_Problem_
Without any of their pictures, return all of the records exactly.

_Recorded information_
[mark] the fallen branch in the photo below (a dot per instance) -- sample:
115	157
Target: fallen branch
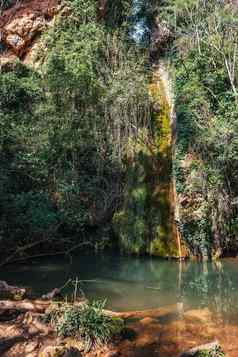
11	260
25	305
11	290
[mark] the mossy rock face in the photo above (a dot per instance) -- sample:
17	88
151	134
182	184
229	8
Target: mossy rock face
164	249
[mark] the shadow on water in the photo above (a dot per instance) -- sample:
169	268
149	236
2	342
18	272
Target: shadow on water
131	283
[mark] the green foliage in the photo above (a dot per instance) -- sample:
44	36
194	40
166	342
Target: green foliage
87	322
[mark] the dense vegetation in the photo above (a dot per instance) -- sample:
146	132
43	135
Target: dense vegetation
205	57
64	131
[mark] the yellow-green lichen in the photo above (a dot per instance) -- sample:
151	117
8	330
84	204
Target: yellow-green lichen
144	224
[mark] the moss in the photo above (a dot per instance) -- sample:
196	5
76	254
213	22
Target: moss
144	223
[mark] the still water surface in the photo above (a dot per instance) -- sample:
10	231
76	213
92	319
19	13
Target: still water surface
130	283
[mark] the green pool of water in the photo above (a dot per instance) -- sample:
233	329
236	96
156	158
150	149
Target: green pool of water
130	283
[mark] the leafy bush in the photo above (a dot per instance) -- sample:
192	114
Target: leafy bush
87	322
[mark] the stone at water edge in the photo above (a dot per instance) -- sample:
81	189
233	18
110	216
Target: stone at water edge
209	347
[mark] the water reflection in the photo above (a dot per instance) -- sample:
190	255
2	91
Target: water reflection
139	283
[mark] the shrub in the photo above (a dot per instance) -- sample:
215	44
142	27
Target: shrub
86	321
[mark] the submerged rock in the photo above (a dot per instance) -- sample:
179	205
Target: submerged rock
21	23
212	349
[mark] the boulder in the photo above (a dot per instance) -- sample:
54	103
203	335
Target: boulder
160	37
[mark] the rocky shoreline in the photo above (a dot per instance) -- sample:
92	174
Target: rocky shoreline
166	331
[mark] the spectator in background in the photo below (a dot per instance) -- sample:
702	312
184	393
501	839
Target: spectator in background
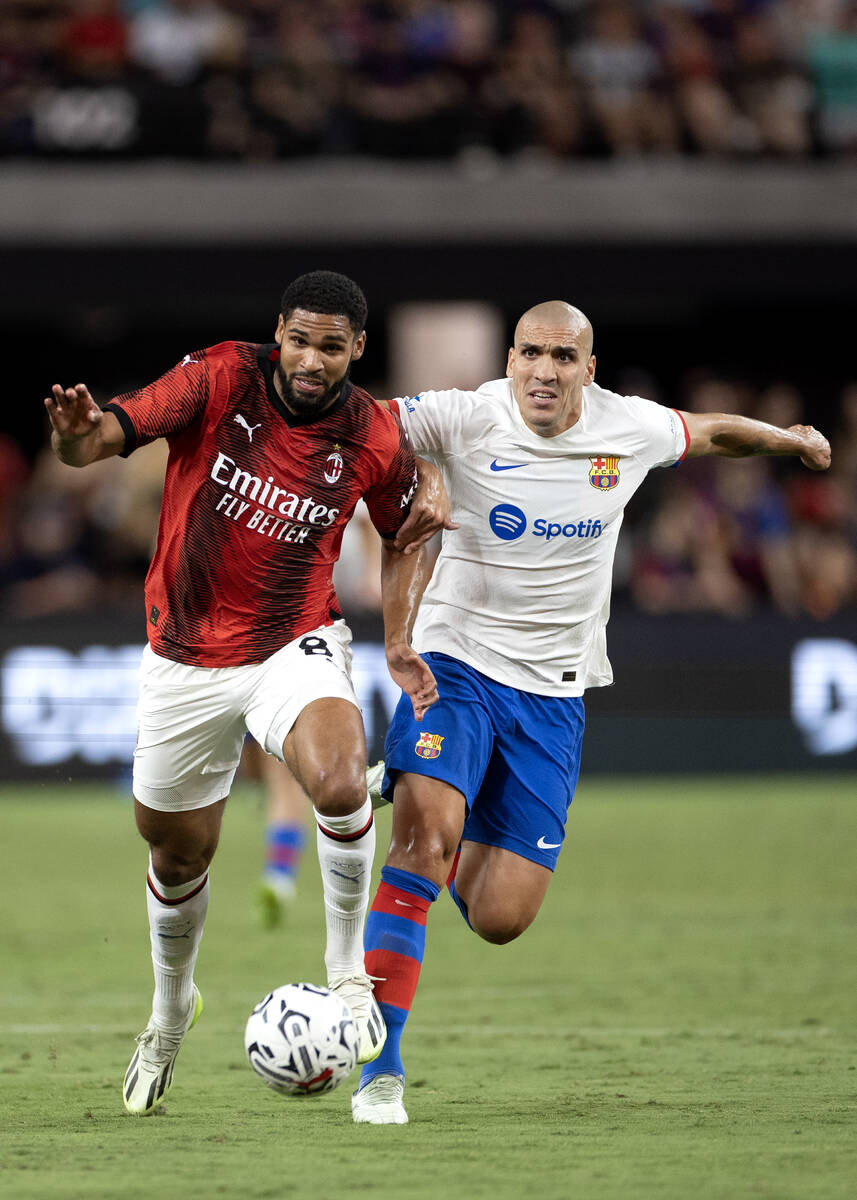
529	101
826	525
624	84
832	53
175	40
406	100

_Output for this exercise_
[mark] the fallen branch in the photo below (a dot per instance) -- sample:
115	157
Target: fallen branch
11	260
25	305
11	290
[mark] the mossy rock face in the photo above (a dot per instance) -- sample:
17	88
151	134
182	184
229	8
Target: mossy rock face
164	249
[mark] the shadow on water in the photo above (a dot per instance) -- sample:
169	268
149	236
2	342
18	272
Target: shadow on water
131	283
[mark] the green foliage in the photo above (a dot per instance) -- sample:
44	36
194	40
166	342
Target: green foliage
87	322
[mark] the dense vegetation in the photo above (a dot per instance) -- sample:
146	132
43	135
Target: dense vegetation
205	57
64	131
[mark] the yellow-green lichen in the photo above (a dot per instance) -- sample:
151	117
8	330
84	204
Target: yellow-green lichen
144	224
[mark] the moss in the photo above (a dot per instance) -- sample:
196	5
76	254
213	22
Target: moss
144	223
[mark] the still water surface in the photo above (a dot per instance) -- sample:
10	231
76	213
92	319
19	13
Target: still water surface
130	283
[mark] the green pool of water in the photo above (a dot per instance) -- sample:
233	329
236	96
156	158
150	149
Target: green pool of water
130	283
[mark] the leafy bush in the photo above (a dot per instance) -- sample:
192	114
Target: leafy bush
87	322
[mark] the stone at water edge in the photo above (a dot per instance) -- sample:
81	189
233	18
110	216
Target: stone at water edge
209	347
[mark] the water reflection in the photo above (a dot per instance) -- sample:
190	255
2	91
Target: water reflection
139	283
[mark] the shrub in the photo above (a dot per instance) -- sample:
215	44
142	27
Target: shrub
86	321
[mark] the submerged rock in the photo above (a dot per instance) -- sample:
179	205
Target: submerged rock
21	23
212	349
[mark] the boulder in the photo above (a dot per instance) -- sample:
54	103
203	335
Target: boulder
160	37
[mark] the rocky shoreline in the photo above (a dot per instance) -- sample:
92	174
Target: rocky shoreline
166	331
[mark] the spectator in background in the photo below (a dot per instance) -- sample:
702	312
184	393
501	839
Target: spectator in background
529	101
826	525
624	84
832	53
175	40
406	100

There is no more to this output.